PROBLEM TO SOLVE:
With pictures omitted, output the records below exactly as they appear.

#### MATERIAL PROVIDED ####

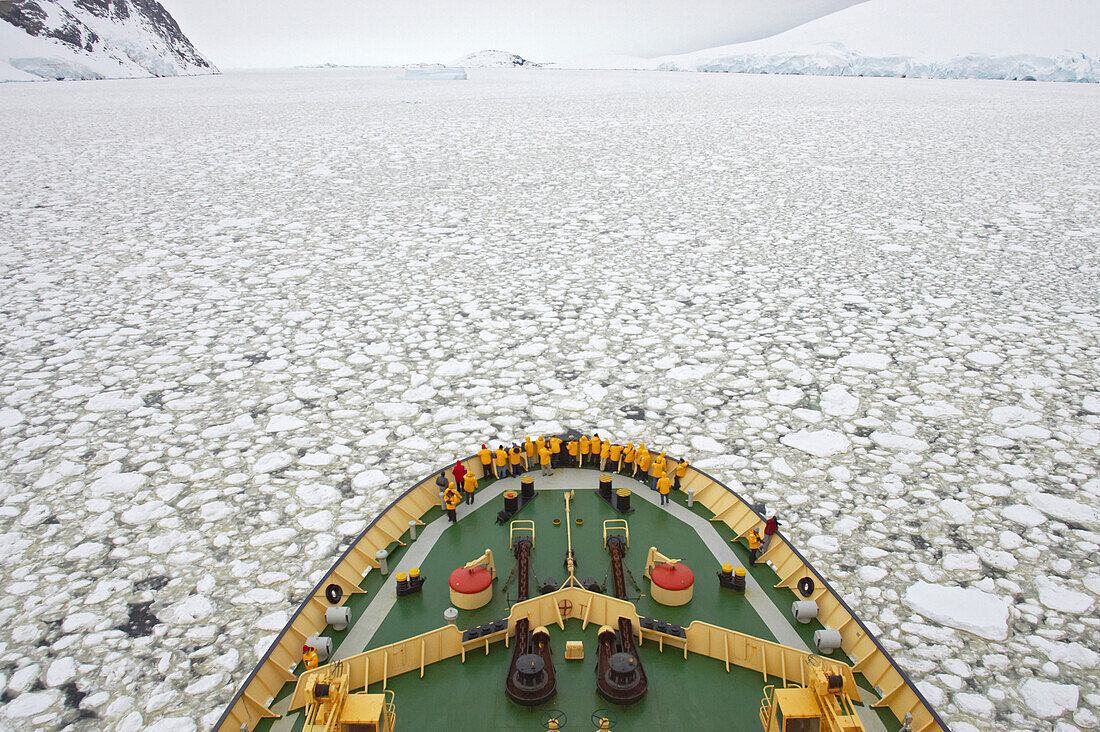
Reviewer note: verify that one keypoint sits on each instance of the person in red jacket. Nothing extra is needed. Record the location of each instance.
(770, 527)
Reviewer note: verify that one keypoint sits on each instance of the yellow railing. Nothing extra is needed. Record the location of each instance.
(789, 567)
(254, 700)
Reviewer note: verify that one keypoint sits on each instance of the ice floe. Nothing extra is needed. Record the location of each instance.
(209, 383)
(966, 609)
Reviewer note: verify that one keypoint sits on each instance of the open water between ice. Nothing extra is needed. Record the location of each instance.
(240, 314)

####

COMPLETED TASK:
Reviewer note: verify that one keypoint sits on each instance of the person in red jacket. Nothing extra is needed. Record the location of each instance.
(770, 527)
Reviewer note: verify that one keypoint sits on each instance of the yellow railing. Nothing extra is needed. Record the location of each instance.
(789, 567)
(254, 700)
Reviewer note: verify that one keypoint sits on each instance of the ice floe. Nothing extra is needed. Record the location of each instance.
(209, 383)
(966, 609)
Reviewer note: verify that one keypoint sits on each instance of the open water between ice. Nothing extra is needed. Record the location of each instance.
(240, 314)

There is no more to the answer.